# [WHAT TO PRODUCE]
Convert the lines of the records below into a JSON list of strings, one string per line and no blank lines. Start at the line that contains "Target: woman's hand" and end at the last line of the records.

Shape labeling records:
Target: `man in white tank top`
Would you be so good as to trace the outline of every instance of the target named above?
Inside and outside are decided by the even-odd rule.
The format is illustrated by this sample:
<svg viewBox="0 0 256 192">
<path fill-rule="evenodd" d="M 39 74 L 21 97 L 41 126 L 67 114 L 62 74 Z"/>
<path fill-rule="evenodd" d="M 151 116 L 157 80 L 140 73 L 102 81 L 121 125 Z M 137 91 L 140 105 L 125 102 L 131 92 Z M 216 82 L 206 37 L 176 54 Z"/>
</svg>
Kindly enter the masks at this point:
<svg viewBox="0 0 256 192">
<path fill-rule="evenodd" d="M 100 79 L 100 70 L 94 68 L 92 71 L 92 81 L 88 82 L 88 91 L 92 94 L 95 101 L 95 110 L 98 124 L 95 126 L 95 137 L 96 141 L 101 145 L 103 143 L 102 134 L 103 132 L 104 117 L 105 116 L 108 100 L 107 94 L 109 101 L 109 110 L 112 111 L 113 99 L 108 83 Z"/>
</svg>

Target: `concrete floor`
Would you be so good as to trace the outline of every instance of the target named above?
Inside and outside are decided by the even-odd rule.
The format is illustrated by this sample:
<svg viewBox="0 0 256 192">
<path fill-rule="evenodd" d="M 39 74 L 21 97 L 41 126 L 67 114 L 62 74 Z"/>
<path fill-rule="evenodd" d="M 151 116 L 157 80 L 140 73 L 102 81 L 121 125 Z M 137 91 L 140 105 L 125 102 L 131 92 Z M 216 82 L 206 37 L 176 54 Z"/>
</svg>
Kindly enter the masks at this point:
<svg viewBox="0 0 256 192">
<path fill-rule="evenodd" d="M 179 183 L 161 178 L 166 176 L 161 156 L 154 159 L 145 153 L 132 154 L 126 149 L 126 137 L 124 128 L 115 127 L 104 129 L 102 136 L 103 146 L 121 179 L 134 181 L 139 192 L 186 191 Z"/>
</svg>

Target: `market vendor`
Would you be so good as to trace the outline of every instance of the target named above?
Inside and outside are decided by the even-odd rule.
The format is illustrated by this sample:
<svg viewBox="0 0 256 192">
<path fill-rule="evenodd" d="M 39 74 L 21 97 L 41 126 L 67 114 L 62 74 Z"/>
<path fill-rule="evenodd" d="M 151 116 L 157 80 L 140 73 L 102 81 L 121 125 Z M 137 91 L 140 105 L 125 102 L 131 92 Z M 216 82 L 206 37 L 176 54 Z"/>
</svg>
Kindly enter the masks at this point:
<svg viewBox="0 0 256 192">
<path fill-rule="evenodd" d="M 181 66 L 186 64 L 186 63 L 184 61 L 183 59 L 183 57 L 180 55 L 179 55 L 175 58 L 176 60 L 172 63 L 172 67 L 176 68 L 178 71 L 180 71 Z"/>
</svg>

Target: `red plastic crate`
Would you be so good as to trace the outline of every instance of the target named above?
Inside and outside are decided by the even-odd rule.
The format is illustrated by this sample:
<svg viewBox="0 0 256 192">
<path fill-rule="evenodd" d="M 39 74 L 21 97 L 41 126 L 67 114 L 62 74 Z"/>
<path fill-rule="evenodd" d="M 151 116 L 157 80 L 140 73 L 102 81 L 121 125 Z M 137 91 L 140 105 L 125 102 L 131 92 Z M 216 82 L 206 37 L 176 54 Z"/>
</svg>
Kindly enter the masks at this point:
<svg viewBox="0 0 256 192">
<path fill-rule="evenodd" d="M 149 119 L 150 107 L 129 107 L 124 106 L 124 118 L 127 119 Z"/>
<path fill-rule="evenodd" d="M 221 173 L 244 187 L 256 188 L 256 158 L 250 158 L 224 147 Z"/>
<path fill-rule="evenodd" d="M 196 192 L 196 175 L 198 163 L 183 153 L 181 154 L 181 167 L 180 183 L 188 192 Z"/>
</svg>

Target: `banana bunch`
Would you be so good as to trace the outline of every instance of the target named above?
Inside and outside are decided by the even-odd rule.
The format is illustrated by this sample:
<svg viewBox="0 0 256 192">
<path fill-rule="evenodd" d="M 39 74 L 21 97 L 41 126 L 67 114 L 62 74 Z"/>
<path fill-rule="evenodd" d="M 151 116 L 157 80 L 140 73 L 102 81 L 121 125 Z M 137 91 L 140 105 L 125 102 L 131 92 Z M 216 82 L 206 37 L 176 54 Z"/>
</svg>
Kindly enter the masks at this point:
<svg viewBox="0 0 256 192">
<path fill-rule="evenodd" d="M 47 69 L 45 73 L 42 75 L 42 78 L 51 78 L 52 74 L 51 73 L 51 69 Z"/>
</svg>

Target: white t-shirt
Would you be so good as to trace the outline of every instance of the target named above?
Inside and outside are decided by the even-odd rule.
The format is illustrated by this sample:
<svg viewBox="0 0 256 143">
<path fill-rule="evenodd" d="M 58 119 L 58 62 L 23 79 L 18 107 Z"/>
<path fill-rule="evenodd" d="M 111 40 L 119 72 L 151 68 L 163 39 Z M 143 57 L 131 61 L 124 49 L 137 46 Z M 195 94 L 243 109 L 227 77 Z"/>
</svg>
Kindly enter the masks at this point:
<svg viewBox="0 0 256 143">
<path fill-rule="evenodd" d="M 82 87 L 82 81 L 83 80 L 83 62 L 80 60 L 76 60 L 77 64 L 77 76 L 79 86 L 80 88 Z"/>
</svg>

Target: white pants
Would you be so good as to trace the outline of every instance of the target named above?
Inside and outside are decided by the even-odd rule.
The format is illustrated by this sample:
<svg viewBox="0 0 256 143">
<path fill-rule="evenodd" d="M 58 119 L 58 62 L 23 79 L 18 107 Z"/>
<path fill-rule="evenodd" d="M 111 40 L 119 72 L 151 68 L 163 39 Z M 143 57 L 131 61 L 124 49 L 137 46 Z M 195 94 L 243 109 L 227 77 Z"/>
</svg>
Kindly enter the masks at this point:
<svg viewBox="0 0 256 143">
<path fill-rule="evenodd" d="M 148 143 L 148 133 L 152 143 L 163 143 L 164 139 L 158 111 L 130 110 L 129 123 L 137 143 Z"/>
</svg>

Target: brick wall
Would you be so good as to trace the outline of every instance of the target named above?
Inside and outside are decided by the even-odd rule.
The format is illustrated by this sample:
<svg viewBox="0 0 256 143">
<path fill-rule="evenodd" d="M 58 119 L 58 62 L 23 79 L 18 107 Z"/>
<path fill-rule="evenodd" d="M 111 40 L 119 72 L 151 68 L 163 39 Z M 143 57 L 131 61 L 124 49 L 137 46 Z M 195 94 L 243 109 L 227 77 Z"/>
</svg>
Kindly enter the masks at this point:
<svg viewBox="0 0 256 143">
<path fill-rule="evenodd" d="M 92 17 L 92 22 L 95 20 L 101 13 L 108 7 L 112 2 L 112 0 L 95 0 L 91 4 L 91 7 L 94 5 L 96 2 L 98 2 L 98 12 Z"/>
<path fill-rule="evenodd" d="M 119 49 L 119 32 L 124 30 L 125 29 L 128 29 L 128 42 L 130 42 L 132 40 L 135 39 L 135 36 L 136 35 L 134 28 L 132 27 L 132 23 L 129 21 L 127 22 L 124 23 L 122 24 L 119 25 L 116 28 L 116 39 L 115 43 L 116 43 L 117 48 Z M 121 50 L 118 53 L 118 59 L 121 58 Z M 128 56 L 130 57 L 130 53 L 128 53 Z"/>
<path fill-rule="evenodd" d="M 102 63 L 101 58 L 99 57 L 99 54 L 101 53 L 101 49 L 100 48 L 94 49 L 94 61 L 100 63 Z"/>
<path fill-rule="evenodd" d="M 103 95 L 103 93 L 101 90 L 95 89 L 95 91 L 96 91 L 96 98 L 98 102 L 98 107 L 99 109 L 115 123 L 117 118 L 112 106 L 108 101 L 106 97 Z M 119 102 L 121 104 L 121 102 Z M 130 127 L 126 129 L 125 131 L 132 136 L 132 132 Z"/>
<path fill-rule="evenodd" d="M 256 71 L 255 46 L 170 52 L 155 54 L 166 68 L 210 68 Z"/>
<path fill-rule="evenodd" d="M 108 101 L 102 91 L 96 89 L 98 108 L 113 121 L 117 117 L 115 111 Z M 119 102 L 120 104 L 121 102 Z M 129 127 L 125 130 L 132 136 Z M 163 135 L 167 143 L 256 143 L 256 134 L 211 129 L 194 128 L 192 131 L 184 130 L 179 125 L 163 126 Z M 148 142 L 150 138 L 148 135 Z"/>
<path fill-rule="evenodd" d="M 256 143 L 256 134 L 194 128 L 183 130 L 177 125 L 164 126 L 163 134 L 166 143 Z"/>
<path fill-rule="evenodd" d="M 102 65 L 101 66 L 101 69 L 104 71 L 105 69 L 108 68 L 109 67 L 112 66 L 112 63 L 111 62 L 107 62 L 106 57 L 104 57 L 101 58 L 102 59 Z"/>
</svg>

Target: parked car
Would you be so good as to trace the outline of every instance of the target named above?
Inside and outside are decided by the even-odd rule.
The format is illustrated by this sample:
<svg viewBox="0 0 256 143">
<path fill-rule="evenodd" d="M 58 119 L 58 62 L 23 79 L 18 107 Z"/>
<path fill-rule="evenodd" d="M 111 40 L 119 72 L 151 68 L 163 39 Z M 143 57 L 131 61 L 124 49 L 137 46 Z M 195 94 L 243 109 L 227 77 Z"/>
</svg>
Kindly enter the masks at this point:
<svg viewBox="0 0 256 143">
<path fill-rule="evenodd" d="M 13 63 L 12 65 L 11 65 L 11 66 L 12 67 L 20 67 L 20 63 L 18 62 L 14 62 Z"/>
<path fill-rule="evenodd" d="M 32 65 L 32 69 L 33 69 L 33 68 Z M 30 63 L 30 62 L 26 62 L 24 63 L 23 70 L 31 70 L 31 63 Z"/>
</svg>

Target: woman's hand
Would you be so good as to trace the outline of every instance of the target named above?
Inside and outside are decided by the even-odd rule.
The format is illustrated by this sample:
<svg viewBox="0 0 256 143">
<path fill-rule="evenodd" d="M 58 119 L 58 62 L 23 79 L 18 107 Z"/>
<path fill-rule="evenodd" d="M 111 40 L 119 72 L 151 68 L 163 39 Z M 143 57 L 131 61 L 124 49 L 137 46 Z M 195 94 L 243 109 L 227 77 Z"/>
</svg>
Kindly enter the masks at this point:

# [SOLUTION FOR THIS EXERCISE]
[
  "Target: woman's hand",
  "Would you be so good as to trace the outline of every instance of the target named above?",
  "Inside and outside are decided by the even-odd rule.",
  "The format is illustrated by this sample:",
  "<svg viewBox=\"0 0 256 143\">",
  "<path fill-rule=\"evenodd\" d=\"M 58 119 L 58 62 L 23 79 L 18 107 Z\"/>",
  "<path fill-rule=\"evenodd\" d=\"M 111 40 L 119 72 L 151 68 L 163 39 Z M 143 57 L 131 61 L 124 49 L 137 46 Z M 195 94 L 243 109 L 227 77 Z\"/>",
  "</svg>",
  "Kindly enter the masks at this point:"
]